Object location annotation data |
"""

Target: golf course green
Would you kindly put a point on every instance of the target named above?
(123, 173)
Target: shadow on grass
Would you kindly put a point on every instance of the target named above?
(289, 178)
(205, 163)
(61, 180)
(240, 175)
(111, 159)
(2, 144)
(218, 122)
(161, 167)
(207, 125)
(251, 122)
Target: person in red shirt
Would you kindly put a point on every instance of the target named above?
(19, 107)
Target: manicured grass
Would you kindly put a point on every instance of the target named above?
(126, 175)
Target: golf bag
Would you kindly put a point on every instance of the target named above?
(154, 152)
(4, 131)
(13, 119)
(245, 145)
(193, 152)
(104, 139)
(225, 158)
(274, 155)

"""

GIVEN INSTRUCTION | Rewrite all the lines above, requests included, scaling each coordinate in the answers by 0.45 and rounding to the nearest whole number, with halves rounded up.

ANSWER |
Target: golf course green
Would you kindly put a point on every instance of the target named above?
(55, 78)
Target: shadow on grass
Would you kindly put a point on every instance of the target named above?
(130, 80)
(92, 73)
(27, 81)
(108, 79)
(50, 72)
(1, 65)
(98, 55)
(72, 75)
(93, 56)
(113, 55)
Target: person in red shirt
Would you kindly put a point on every instance of the target named above?
(9, 48)
Target: manicured grass
Would you kindly put a point on every instance of the target named above?
(57, 79)
Target: golf bag
Would you kindly put a point on every instance of the target named above?
(69, 68)
(2, 59)
(6, 54)
(110, 65)
(87, 68)
(47, 63)
(101, 71)
(123, 70)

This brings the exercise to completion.